═══ EXERCISE DATA ═══

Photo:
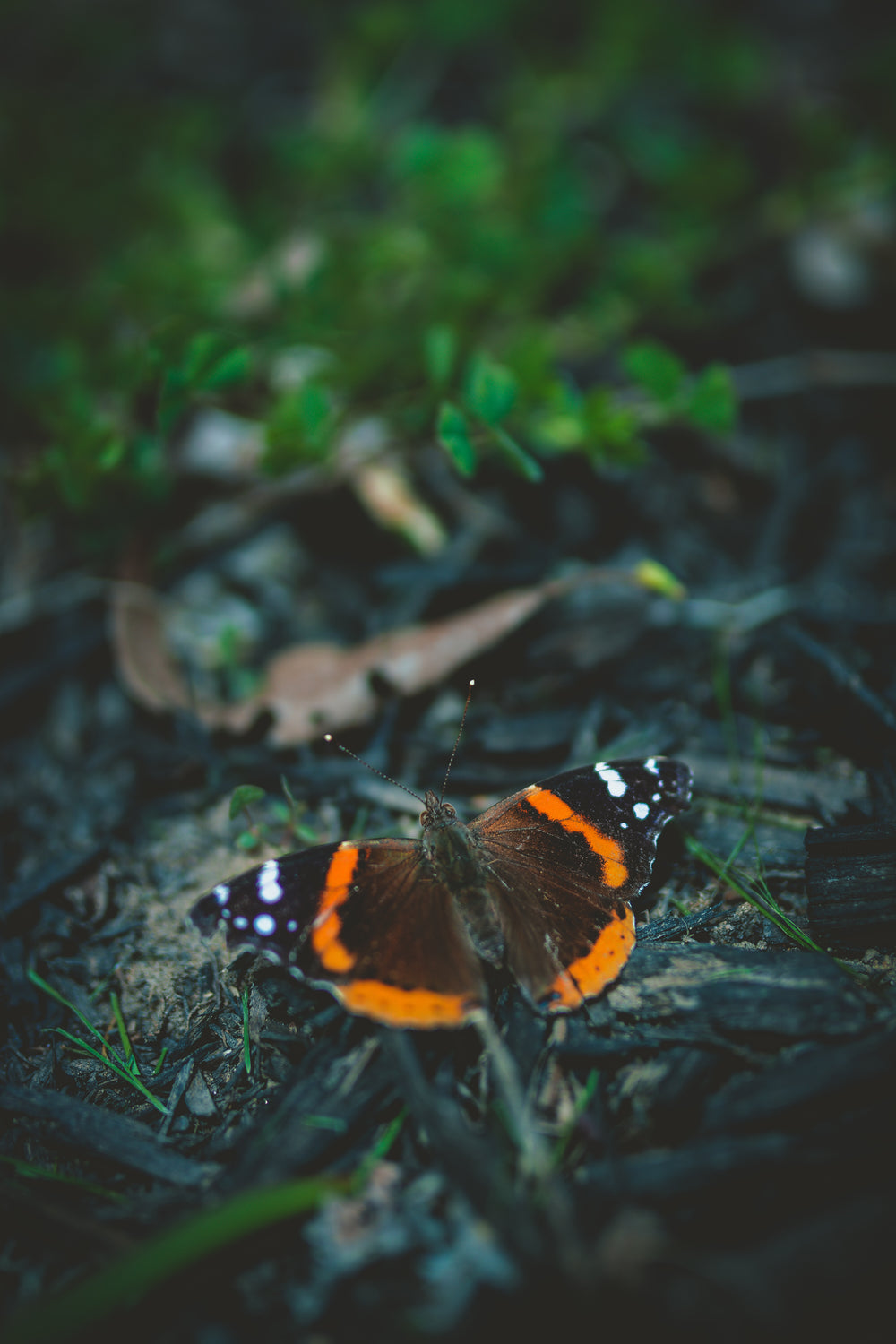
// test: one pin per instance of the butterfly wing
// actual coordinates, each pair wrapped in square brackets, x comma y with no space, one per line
[366,921]
[565,859]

═══

EXERCISE PROMPT – Please repeat every line of the material above exactly and without its pictures.

RESPONSE BELOW –
Photo:
// test: one pin per instance of the butterfly wing
// actual coordinates, each pair wrapped in square brackets, x comma y with no space, one per line
[366,921]
[565,859]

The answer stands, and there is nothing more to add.